(Boundary labeling data)
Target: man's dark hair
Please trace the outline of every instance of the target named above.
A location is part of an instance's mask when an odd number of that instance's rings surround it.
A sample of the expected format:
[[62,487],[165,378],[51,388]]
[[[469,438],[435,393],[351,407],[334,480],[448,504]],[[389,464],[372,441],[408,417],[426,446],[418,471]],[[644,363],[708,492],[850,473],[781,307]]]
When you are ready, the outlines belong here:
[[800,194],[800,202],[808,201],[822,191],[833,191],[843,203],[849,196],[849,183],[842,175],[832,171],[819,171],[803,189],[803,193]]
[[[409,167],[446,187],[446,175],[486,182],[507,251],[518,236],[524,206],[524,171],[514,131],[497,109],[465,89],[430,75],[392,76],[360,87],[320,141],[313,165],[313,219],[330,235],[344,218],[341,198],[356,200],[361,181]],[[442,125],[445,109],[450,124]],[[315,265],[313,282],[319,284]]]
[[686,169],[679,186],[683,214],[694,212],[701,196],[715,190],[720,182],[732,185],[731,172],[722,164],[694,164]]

** WHAT THE TASK REQUIRES **
Print every line of the data above again, word for word and unchanged.

** SOLUTION FOR THIS PROBLEM **
Target: man's dark hair
Please trace the outline of every instance of the target named above.
A location is part of an instance's mask when an odd number of that instance's rings surround it.
A sample of the expected format:
[[62,487],[165,378],[51,388]]
[[[469,438],[435,393],[351,407],[334,480],[448,504]],[[389,464],[372,441],[408,417],[426,446],[418,471]],[[644,363],[708,492],[850,473],[781,307]]]
When you are ready, the outlines belong here:
[[800,194],[800,202],[808,201],[822,191],[833,191],[843,203],[849,196],[849,183],[842,175],[832,171],[819,171],[803,189],[803,193]]
[[[409,167],[446,187],[446,175],[486,182],[507,251],[518,236],[524,206],[524,171],[514,131],[497,109],[465,89],[430,75],[392,76],[360,87],[320,141],[313,165],[313,219],[330,235],[344,218],[341,198],[356,200],[361,181]],[[442,125],[445,109],[450,124]],[[315,265],[313,282],[319,284]]]
[[686,169],[679,186],[683,214],[694,212],[701,196],[715,190],[720,182],[732,185],[731,172],[722,164],[694,164]]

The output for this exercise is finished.